(REQUIRED TASKS)
1) From the passage on laughing gas below, extract the words from "Despite often being" to "knocking out someone.".
2) In the passage on laughing gas below, which trope is Laughing Gas called a subtrope of?

(PASSAGE FOR REVIEW)
____
Despite often being referred to as "laughing gas", nitrous oxide will not make you burst into a fit of giggles. It will not even make you chuckle. In Real Life, while it does cause relaxation it has no effect on your sense of humor, does not render you unaware of your surroundings, is only effective while being administered, and is pretty useless outside of a dentist's office, using dental equipment or a music festival, using balloons.note  This is not to say there isn't some truth to the name — nitrous oxide does have a euphoric effect and a dreamy reverie when inhaled, and a large dose may even lead to trippy psychedelic experiences.note  It just isn't a great idea for incapacitating or knocking out someone.

In fiction, however, Laughing Gas is Exactly What It Says on the Tin. It will make whoever breathes it giddy and helpless, and the effects will wear off after a certain period of time rather than stopping the instant the gas stops being administered. It'll often result in someone laughing too hard to do anything at all. They might even literally piss themselves laughing. Sister trope to Knockout Gas. Compare Tranquillizer Dart, which also involves characters acting giddy and saying Non Sequiturs. Subtrope of Involuntary Smile of Incapacitation. See also Artistic License – Medicine. Often used in I Want Them Alive!. Can result in Laughing Mad. May overlap with Deadly Gas and Die Laughing if the gas isn't so nonlethal.
____
(SUPPLIED ENTRIES)
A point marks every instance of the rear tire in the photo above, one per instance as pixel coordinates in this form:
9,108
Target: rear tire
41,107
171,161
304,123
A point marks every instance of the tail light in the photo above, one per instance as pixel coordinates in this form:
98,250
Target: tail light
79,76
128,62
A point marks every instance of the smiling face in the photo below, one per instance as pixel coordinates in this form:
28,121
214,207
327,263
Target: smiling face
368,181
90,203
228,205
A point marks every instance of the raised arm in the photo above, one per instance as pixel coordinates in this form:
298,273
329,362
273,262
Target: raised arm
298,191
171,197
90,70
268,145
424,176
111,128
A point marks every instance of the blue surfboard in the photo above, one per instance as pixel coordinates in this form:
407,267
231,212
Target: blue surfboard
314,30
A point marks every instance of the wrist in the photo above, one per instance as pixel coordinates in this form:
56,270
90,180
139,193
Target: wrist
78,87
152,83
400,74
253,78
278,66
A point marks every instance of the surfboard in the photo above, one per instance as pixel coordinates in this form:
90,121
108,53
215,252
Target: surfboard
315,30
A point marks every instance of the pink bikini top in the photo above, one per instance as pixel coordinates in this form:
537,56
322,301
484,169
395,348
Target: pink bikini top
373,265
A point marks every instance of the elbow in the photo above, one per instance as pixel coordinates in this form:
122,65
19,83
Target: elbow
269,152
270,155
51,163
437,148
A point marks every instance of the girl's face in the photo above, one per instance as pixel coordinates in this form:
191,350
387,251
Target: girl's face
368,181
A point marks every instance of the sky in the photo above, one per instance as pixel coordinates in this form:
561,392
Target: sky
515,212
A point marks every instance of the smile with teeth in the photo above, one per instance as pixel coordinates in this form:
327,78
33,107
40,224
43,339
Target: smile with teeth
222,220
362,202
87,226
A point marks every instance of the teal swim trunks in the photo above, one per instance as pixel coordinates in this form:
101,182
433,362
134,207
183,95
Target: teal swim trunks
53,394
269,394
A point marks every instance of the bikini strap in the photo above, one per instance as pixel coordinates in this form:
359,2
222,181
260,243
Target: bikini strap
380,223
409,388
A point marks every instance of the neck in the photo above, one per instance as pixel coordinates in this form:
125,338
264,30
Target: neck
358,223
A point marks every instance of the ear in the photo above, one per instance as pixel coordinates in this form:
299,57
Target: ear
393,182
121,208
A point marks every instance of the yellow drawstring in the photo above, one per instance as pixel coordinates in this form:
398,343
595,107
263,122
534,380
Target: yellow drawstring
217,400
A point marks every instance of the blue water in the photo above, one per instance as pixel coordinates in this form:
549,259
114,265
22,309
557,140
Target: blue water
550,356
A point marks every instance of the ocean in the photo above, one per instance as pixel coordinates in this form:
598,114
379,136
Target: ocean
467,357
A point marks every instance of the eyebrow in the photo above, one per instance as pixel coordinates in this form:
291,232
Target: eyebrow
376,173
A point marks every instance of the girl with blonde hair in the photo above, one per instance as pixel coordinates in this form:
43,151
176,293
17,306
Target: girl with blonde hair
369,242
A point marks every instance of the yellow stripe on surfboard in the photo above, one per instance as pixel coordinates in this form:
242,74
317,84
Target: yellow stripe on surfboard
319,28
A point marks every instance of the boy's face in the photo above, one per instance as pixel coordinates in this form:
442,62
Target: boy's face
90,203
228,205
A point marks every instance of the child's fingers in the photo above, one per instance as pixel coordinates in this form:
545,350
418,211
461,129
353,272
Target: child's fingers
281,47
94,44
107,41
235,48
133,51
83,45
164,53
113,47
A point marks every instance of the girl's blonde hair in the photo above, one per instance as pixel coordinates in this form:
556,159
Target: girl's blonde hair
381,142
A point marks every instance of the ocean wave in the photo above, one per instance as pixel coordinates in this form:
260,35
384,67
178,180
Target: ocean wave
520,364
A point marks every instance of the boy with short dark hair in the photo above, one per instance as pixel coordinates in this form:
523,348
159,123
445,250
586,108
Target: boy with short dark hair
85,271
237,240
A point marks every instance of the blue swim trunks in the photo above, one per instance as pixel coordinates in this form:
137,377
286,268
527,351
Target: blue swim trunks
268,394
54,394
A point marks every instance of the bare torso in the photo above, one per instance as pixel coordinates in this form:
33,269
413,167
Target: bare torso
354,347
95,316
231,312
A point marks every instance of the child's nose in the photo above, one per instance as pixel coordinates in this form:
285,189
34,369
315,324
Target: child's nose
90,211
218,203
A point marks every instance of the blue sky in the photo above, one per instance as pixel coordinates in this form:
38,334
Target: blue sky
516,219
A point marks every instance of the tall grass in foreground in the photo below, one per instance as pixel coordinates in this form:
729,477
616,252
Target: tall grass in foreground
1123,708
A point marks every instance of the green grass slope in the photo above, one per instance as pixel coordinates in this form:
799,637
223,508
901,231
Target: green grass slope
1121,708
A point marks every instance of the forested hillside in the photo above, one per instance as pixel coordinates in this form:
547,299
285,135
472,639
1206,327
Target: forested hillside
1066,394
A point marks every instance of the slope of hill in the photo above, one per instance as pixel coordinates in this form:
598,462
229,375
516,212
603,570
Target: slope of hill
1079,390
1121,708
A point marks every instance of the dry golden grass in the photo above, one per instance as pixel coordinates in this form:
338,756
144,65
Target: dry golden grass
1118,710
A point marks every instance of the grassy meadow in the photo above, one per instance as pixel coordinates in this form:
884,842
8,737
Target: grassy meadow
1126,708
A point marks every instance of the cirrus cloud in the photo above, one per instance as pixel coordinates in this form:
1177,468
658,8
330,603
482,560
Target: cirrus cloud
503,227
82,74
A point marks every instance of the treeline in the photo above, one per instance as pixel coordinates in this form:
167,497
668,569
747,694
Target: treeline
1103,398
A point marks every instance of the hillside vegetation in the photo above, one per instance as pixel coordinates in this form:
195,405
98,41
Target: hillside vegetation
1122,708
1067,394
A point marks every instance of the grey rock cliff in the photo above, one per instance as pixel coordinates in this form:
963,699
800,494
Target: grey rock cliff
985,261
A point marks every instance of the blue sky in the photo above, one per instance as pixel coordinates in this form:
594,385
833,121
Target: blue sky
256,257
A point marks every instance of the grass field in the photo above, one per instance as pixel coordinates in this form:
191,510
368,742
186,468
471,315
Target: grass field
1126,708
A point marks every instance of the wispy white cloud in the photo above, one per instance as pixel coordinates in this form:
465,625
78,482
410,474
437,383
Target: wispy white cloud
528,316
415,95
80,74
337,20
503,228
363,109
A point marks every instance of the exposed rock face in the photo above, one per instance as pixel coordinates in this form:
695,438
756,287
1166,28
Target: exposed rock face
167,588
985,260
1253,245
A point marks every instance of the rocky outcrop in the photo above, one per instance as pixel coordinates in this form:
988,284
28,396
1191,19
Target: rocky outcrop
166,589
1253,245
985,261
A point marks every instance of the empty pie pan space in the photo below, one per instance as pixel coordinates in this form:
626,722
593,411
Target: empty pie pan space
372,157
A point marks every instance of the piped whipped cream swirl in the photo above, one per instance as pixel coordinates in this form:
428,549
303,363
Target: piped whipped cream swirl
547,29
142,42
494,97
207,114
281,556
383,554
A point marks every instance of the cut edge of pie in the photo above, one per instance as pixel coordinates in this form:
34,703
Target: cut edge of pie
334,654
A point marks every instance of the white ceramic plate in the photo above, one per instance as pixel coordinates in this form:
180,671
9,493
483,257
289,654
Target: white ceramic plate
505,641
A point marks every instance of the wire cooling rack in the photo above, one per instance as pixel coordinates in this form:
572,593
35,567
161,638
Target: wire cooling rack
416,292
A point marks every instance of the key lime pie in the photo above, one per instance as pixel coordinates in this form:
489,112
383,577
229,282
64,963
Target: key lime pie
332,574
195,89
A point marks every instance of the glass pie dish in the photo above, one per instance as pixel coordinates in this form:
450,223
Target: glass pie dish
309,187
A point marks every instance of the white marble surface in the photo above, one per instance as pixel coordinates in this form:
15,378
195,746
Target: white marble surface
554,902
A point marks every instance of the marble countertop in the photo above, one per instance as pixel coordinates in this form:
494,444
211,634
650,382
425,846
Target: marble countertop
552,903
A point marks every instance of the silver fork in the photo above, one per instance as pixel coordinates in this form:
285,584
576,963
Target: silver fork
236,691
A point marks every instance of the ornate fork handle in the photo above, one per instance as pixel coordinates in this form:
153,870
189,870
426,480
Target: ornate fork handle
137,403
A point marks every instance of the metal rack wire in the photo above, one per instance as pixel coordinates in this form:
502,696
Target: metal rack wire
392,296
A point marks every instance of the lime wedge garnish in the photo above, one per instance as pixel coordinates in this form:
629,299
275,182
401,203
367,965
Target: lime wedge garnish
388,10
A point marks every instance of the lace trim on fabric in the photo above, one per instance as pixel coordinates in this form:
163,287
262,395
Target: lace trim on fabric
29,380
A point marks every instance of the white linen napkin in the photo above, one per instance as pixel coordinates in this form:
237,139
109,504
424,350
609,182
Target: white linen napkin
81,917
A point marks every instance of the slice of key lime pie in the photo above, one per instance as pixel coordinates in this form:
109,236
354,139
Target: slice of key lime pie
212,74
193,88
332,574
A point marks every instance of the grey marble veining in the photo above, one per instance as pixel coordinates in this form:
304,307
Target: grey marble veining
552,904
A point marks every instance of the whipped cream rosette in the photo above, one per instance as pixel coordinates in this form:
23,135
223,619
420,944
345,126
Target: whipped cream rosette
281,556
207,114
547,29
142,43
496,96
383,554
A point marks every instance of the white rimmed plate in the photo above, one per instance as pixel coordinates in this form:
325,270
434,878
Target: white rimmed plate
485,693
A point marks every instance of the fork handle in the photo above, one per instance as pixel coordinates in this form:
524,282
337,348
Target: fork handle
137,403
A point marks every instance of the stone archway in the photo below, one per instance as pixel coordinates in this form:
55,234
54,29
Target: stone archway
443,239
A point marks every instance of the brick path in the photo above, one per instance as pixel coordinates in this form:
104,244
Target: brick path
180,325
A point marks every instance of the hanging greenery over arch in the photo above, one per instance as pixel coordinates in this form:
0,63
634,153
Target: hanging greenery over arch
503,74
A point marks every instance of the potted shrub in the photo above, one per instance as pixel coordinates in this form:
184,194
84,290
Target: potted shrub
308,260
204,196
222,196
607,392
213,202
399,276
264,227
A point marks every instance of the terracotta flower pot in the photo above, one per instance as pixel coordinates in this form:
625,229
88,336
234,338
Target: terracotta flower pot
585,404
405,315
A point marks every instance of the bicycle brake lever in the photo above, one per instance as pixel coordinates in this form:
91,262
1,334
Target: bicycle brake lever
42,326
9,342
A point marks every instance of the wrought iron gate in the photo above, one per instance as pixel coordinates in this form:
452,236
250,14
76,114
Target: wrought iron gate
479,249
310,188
____
(SOLVED TASKS)
1)
Despite often being referred to as "laughing gas", nitrous oxide will not make you burst into a fit of giggles. It will not even make you chuckle. In Real Life, while it does cause relaxation it has no effect on your sense of humor, does not render you unaware of your surroundings, is only effective while being administered, and is pretty useless outside of a dentist's office, using dental equipment or a music festival, using balloons.note  This is not to say there isn't some truth to the name — nitrous oxide does have a euphoric effect and a dreamy reverie when inhaled, and a large dose may even lead to trippy psychedelic experiences.note  It just isn't a great idea for incapacitating or knocking out someone.

2) Involuntary Smile of Incapacitation.